**Information supplied**
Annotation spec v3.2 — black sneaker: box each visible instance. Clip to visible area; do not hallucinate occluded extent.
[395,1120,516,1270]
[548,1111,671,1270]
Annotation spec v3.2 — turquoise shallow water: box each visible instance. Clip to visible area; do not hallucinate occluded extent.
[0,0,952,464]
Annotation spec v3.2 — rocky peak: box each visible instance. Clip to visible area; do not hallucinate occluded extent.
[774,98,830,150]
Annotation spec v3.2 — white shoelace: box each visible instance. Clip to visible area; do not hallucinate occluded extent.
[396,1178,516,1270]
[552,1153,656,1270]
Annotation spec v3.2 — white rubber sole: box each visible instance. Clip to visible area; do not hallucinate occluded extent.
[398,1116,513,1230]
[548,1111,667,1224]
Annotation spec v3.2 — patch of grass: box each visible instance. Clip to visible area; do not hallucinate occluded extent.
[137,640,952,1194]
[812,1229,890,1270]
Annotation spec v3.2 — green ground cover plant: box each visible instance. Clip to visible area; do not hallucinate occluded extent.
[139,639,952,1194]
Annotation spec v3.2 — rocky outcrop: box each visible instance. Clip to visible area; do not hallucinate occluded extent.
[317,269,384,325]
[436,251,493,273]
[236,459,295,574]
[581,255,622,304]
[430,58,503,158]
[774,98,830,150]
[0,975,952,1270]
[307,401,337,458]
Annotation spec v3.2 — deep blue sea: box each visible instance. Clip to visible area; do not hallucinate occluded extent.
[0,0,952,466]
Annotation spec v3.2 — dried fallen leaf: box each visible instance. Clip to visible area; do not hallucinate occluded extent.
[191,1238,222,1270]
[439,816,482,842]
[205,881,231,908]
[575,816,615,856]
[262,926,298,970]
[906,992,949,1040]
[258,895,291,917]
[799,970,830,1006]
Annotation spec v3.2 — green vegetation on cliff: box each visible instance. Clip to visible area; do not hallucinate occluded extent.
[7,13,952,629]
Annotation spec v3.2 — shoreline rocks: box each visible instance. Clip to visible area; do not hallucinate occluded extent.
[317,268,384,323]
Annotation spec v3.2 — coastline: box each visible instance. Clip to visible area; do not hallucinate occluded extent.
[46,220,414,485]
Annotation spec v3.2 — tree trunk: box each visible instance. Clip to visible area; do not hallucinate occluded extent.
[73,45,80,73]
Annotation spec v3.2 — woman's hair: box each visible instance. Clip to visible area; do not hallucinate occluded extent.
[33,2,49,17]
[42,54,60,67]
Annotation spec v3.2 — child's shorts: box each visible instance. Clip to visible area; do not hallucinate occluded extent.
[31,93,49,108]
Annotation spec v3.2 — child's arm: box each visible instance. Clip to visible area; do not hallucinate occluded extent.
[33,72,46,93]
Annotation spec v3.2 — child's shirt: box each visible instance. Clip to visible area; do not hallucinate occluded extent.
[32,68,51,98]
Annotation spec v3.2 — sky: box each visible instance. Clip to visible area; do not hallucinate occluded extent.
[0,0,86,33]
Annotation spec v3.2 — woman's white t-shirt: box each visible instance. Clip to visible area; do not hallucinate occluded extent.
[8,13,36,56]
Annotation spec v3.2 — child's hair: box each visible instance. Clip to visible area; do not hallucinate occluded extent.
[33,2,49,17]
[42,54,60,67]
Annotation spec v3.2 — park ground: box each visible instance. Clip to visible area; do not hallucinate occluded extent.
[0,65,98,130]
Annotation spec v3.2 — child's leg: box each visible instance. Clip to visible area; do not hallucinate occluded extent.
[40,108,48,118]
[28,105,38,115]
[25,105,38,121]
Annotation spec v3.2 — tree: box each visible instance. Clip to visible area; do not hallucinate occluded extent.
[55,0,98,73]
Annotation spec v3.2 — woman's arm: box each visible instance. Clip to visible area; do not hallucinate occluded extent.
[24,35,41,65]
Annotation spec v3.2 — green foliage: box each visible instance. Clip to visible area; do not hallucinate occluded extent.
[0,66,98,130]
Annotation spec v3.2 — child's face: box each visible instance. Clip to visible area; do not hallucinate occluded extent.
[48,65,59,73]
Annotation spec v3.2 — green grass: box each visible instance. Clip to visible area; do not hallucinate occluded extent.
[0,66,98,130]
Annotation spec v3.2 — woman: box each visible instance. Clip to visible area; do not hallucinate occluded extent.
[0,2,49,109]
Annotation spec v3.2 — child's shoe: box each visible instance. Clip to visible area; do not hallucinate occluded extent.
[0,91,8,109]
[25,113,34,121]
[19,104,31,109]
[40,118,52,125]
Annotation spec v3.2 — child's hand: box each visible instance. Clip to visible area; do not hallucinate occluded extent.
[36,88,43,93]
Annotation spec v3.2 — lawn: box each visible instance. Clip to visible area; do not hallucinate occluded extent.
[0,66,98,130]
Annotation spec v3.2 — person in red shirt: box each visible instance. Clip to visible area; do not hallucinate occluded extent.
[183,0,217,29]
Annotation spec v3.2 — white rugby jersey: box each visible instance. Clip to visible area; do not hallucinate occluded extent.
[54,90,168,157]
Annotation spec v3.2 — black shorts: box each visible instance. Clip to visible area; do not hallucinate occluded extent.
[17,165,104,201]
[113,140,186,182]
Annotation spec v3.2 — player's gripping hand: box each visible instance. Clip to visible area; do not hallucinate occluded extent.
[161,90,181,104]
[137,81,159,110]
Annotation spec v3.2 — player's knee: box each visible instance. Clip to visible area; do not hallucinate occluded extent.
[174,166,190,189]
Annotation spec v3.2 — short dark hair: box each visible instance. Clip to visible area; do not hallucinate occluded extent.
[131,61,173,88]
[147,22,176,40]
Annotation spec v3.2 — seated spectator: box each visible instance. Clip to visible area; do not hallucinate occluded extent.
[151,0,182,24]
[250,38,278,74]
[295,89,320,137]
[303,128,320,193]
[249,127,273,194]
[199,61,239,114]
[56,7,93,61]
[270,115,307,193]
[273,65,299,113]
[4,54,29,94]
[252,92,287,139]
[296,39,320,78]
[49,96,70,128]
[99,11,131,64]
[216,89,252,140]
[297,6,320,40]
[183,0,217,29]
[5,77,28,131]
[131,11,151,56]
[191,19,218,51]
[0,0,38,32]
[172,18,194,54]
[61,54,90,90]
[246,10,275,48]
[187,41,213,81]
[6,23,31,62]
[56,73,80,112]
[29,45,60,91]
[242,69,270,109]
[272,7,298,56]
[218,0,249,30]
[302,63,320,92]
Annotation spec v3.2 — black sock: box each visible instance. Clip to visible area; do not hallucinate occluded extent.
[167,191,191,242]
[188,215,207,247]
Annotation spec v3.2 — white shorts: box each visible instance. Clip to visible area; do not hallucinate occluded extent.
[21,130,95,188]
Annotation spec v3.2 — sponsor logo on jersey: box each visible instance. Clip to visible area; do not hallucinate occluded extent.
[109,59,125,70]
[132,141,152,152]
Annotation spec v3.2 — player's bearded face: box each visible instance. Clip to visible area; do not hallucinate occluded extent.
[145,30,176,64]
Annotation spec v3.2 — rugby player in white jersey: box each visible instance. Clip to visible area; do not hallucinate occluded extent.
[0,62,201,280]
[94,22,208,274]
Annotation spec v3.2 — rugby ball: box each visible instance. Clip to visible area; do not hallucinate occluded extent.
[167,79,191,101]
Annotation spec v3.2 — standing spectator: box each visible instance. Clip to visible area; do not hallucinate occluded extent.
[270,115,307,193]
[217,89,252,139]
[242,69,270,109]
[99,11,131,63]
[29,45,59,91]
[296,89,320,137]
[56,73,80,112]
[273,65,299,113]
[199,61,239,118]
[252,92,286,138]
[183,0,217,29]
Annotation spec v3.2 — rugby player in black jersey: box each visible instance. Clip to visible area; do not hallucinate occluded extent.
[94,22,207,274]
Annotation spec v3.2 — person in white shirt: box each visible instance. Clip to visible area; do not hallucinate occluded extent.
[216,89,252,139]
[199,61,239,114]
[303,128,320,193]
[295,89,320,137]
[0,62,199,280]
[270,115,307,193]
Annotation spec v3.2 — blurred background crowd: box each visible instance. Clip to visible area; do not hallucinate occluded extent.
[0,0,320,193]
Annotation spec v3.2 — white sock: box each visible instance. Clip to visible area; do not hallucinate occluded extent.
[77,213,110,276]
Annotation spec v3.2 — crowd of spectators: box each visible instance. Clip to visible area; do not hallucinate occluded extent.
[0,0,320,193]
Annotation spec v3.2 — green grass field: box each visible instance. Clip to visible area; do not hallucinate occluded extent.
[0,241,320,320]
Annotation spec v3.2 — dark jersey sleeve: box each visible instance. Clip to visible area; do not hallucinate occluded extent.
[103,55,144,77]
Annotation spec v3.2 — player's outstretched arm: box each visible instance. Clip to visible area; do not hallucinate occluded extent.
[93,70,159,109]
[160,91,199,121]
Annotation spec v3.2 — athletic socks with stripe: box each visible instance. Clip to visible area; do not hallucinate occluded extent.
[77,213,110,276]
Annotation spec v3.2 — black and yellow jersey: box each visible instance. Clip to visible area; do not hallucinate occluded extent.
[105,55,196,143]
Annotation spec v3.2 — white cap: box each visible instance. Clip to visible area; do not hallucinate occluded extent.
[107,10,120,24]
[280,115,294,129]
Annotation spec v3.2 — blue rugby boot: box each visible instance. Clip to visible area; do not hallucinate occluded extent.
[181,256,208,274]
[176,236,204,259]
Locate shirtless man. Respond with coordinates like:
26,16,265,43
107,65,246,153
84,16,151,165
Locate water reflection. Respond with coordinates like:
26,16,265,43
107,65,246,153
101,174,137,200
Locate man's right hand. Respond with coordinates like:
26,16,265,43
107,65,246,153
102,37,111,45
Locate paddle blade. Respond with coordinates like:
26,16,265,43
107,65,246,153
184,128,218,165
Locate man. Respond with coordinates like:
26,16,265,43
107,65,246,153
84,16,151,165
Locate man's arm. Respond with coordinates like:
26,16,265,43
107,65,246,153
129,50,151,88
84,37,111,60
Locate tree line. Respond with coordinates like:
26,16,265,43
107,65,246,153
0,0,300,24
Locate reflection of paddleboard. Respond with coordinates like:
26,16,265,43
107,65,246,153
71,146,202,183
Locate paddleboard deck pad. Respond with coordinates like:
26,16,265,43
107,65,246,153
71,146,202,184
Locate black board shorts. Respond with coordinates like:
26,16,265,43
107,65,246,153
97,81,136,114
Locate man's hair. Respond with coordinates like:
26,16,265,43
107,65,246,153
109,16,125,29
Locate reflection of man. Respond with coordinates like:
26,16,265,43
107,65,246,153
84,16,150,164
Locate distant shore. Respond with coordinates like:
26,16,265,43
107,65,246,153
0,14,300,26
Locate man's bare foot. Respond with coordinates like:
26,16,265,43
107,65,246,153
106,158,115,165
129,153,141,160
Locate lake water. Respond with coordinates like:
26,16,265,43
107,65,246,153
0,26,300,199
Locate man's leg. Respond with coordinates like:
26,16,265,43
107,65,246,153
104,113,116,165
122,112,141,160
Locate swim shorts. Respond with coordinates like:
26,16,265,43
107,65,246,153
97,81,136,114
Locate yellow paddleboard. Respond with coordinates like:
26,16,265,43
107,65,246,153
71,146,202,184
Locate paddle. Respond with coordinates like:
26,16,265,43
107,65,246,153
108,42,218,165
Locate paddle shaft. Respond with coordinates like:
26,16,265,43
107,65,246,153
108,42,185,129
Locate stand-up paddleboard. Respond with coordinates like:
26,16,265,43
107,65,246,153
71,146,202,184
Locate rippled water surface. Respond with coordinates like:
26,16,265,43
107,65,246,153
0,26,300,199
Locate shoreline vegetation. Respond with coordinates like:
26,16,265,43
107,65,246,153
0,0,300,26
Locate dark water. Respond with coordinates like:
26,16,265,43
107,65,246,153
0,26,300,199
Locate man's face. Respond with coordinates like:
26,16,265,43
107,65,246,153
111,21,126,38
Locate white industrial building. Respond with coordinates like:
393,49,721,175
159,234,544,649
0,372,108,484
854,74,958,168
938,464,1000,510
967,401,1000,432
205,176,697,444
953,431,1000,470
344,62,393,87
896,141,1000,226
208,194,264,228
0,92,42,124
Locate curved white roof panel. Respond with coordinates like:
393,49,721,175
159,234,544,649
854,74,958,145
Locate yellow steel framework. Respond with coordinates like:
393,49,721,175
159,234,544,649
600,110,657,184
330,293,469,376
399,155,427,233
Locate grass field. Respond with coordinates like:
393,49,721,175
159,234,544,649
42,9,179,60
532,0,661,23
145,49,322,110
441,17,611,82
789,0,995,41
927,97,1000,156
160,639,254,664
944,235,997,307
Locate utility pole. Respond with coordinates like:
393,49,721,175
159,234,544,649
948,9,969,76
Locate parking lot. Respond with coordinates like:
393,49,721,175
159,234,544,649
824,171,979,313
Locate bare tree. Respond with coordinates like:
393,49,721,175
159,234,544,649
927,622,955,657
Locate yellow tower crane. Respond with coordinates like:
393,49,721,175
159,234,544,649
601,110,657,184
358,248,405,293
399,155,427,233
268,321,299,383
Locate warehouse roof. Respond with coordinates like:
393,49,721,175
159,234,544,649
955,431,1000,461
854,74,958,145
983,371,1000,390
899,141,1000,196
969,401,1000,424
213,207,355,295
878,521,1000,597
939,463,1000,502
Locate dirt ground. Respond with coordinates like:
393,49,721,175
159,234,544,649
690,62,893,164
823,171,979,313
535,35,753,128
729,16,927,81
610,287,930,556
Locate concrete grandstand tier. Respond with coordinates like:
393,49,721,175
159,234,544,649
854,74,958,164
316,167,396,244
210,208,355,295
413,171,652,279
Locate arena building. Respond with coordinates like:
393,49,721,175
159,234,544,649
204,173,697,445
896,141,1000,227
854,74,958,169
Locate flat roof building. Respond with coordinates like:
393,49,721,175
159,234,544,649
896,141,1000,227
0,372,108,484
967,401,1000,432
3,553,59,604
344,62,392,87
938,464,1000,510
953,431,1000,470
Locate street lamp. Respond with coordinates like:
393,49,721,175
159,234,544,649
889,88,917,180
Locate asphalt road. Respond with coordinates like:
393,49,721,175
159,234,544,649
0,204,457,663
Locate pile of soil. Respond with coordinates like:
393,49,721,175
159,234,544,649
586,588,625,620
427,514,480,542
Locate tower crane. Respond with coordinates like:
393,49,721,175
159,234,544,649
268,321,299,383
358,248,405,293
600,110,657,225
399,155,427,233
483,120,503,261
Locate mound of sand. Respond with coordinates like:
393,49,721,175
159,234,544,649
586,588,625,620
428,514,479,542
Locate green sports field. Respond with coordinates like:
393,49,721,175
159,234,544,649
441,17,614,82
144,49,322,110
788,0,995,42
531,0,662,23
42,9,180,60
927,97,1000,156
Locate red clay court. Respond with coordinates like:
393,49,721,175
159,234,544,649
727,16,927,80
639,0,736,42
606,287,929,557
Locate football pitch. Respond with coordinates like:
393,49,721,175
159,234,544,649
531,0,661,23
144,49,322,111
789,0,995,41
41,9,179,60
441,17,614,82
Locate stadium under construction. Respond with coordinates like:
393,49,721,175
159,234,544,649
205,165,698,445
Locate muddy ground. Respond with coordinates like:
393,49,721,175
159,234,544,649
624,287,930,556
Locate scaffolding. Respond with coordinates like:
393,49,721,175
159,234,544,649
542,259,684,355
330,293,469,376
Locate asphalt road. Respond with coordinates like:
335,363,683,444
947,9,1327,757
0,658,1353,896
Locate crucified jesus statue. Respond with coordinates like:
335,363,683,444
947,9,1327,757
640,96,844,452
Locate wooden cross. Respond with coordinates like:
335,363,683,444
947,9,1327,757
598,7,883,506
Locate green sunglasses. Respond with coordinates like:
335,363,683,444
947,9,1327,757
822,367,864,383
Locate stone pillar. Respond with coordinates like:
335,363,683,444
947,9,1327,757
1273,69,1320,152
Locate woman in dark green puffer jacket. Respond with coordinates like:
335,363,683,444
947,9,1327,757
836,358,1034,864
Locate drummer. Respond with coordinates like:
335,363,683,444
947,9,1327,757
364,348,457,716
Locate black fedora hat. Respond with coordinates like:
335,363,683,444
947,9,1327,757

**Brief**
Locate every line in the items above that contains the word "child", and copy each such line.

**Response below**
Annotation spec v3.2 — child's shorts: box each visible instance. Clip to visible area; do not hallucinate occluded extent.
Annotation spec v3.2 — child's arm: box each visible instance. Clip to visible area; do not hallucinate occluded extent.
Annotation spec v3.2 — child's shirt: box each visible instance. Clip to visible area; do not hallucinate occluded extent.
Annotation spec v3.2 — child's hair: box each visible instance. Clip to visible area; do not hallucinate occluded extent.
Annotation spec v3.2 — child's leg: box each visible instance. Clip to visible area; do not hallucinate occluded extent.
Annotation spec v3.2 — child's face: box each visible instance. Clip to visible area; do not hallucinate occluded extent.
Annotation spec v3.2 — child's shoe: box each visible instance. Clip to visible area; do not hallucinate occluded extent.
Annotation spec v3.2 — child's hand: box each visible instance. Clip to visible area; do not hallucinate occluded extent.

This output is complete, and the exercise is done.